[Data]
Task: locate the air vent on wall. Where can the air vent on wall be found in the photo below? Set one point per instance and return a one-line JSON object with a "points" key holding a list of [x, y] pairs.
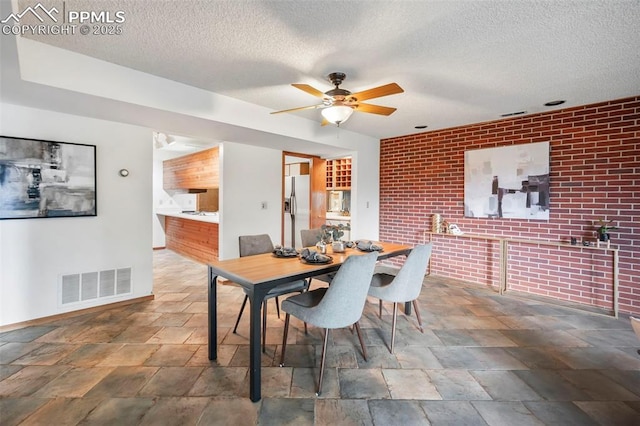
{"points": [[90, 286]]}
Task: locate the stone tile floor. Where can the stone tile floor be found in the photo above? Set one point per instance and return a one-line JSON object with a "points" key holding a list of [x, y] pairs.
{"points": [[483, 359]]}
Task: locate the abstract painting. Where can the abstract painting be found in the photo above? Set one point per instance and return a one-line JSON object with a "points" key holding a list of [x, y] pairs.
{"points": [[507, 182], [40, 179]]}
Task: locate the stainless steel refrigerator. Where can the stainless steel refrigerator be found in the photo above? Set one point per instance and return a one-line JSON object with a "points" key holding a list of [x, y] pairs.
{"points": [[297, 210]]}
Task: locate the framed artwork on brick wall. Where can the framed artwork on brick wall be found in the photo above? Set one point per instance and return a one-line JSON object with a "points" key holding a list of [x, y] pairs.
{"points": [[507, 182], [42, 179]]}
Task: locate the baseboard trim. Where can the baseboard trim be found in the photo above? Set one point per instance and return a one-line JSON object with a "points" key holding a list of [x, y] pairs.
{"points": [[38, 321]]}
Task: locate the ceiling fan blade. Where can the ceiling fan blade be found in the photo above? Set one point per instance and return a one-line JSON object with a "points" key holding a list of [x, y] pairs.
{"points": [[299, 108], [375, 109], [310, 90], [377, 92]]}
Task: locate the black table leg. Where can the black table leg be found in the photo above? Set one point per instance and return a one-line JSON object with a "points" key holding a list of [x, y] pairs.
{"points": [[255, 350], [213, 314]]}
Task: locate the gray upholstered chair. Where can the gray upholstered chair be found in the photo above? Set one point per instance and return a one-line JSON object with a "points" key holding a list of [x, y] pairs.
{"points": [[339, 305], [403, 287], [309, 238], [251, 245]]}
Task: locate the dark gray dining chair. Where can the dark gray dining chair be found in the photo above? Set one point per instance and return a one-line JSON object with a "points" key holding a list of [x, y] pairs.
{"points": [[251, 245], [403, 287], [337, 306], [310, 237]]}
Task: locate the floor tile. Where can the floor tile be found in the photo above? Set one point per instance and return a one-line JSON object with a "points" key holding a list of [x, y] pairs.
{"points": [[175, 335], [136, 334], [130, 354], [505, 386], [506, 413], [73, 383], [27, 334], [610, 412], [397, 413], [175, 412], [560, 413], [550, 385], [483, 358], [171, 381], [236, 412], [122, 382], [11, 351], [417, 357], [344, 412], [90, 354], [119, 411], [14, 410], [597, 386], [369, 384], [62, 411], [305, 383], [229, 381], [30, 379], [452, 413], [172, 355], [410, 384], [46, 354], [278, 412], [455, 384]]}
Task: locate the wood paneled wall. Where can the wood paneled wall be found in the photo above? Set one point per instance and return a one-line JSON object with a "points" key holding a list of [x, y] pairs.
{"points": [[200, 170], [192, 238]]}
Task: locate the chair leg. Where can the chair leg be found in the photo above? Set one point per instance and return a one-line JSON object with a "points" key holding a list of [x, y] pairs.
{"points": [[415, 308], [393, 325], [244, 303], [364, 348], [322, 359], [264, 326], [284, 339]]}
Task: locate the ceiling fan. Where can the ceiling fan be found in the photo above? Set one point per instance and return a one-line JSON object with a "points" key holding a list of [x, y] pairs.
{"points": [[338, 104]]}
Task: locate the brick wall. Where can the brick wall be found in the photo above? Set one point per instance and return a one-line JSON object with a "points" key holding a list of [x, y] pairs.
{"points": [[595, 173]]}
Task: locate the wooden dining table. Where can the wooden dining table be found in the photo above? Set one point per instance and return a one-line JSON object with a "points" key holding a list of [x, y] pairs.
{"points": [[257, 275]]}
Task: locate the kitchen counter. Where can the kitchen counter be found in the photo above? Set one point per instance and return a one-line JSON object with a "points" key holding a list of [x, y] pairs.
{"points": [[338, 216], [207, 217]]}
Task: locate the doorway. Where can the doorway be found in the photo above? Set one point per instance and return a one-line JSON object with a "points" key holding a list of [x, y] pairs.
{"points": [[303, 195]]}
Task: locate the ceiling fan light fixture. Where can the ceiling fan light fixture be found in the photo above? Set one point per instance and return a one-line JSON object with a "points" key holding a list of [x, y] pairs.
{"points": [[337, 114]]}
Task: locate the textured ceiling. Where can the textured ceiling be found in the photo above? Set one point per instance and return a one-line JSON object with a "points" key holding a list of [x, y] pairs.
{"points": [[459, 62]]}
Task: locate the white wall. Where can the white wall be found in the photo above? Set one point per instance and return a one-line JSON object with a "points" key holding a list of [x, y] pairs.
{"points": [[34, 253], [248, 176]]}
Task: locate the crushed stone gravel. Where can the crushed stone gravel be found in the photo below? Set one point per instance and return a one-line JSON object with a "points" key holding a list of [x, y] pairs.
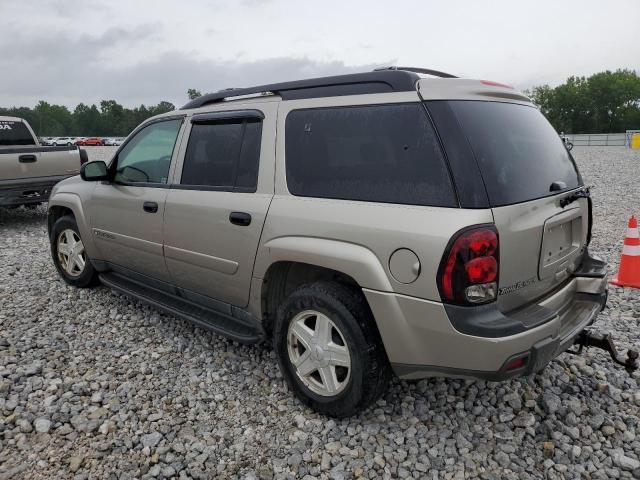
{"points": [[94, 385]]}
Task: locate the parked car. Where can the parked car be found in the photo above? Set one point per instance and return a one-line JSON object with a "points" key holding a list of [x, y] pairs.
{"points": [[28, 170], [62, 141], [114, 142], [366, 224], [94, 141]]}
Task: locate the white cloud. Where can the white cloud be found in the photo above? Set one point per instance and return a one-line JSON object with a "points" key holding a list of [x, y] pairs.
{"points": [[70, 51]]}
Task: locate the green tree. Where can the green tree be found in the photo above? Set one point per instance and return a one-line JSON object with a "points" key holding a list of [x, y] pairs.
{"points": [[605, 102]]}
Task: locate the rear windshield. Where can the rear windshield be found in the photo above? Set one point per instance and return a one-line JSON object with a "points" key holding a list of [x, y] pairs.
{"points": [[519, 153], [14, 133]]}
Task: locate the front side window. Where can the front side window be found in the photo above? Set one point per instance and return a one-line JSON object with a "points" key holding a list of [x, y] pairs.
{"points": [[223, 154], [146, 158], [15, 133], [376, 153]]}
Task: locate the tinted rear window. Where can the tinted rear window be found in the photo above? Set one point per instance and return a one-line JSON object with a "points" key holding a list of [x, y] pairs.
{"points": [[378, 153], [519, 153], [224, 155], [15, 133]]}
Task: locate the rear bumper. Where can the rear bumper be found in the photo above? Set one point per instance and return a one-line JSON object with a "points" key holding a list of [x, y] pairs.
{"points": [[27, 191], [421, 341]]}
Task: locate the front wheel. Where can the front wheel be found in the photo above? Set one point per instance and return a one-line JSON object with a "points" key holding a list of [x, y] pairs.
{"points": [[69, 255], [329, 349]]}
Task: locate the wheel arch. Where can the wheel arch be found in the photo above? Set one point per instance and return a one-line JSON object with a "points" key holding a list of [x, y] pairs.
{"points": [[65, 203]]}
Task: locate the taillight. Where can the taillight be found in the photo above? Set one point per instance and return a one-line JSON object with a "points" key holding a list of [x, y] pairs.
{"points": [[468, 272]]}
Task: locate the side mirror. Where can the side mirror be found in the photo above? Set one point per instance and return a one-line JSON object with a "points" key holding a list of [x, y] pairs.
{"points": [[94, 171]]}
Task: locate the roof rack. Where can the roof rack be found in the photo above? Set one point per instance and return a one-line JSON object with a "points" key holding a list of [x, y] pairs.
{"points": [[425, 71], [378, 81]]}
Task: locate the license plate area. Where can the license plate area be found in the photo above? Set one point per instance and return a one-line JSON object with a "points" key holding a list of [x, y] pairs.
{"points": [[561, 244]]}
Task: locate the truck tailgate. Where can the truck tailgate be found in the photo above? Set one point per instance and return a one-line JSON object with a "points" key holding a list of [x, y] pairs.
{"points": [[32, 162]]}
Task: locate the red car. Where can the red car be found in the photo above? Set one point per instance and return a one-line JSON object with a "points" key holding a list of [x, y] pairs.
{"points": [[95, 141]]}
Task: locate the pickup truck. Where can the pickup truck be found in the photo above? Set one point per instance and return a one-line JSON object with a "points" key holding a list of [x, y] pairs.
{"points": [[28, 170]]}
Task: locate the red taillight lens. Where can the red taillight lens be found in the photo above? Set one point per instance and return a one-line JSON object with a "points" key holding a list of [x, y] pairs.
{"points": [[482, 269], [469, 270]]}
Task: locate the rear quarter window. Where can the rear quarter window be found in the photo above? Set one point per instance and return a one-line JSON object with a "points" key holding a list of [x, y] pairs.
{"points": [[376, 153], [518, 152], [15, 133]]}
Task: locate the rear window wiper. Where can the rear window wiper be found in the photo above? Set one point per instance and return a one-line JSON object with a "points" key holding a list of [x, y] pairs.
{"points": [[584, 192]]}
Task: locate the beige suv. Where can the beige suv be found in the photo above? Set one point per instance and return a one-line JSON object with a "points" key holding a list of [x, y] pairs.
{"points": [[400, 220]]}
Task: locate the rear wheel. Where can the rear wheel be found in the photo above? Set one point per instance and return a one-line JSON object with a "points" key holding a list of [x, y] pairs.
{"points": [[69, 255], [329, 349]]}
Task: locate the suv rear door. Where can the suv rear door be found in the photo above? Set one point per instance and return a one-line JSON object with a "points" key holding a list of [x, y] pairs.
{"points": [[526, 171], [216, 210]]}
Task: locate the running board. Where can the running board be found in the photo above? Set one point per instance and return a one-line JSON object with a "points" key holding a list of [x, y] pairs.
{"points": [[234, 328]]}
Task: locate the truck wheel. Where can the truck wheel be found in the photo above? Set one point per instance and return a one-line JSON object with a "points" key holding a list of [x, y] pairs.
{"points": [[329, 349], [69, 256]]}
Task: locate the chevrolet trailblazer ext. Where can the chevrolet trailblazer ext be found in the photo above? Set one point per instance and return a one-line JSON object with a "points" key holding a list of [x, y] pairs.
{"points": [[368, 224]]}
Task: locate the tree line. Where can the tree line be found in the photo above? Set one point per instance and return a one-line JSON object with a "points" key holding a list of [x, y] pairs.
{"points": [[606, 102], [110, 119]]}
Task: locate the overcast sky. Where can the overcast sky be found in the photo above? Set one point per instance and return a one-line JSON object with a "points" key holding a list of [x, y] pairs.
{"points": [[71, 51]]}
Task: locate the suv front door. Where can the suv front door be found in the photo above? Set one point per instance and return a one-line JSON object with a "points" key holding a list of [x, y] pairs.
{"points": [[214, 215], [126, 214]]}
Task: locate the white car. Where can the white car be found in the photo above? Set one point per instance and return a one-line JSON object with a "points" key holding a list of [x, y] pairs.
{"points": [[62, 141], [113, 142]]}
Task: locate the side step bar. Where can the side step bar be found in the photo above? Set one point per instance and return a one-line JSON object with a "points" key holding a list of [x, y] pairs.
{"points": [[234, 328]]}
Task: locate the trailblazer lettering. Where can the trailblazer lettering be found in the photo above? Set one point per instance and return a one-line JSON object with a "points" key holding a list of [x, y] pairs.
[/Data]
Print every line from the one that contains "Task: locate the overcast" to the end of the records, exactly as written, and nothing more.

• [Response to this task]:
Task: locate the overcast sky. Where can the overcast sky be found in the photo above? Set one point per instance and return a one-line JSON object with a "points" key holding a list of [x, y] pairs.
{"points": [[71, 51]]}
Task: locate the suv front door. Where can the suv front door be found in the photo above? Set one point per instance and return a one-line JSON object with a "points" key holding a list of [x, y] pairs.
{"points": [[214, 215], [126, 214]]}
Task: locate the white car. Where can the white car be found in the photo above? Set one point per instance and return a one-line JSON object with a "points" key holding a list of [x, y] pairs.
{"points": [[62, 141], [113, 142]]}
Task: locate the side step bar. Where can the side step bar be found in the photo above? Set one point per instance and return a one-line JSON object with a "points" key holding a list of [x, y] pairs.
{"points": [[234, 328]]}
Task: locate the trailblazer lettering. Where can the trailblazer lettering be found in the photo above? Set one point per instance and return a one-line JSON object with a "points" key holding a list of [x, y] pairs.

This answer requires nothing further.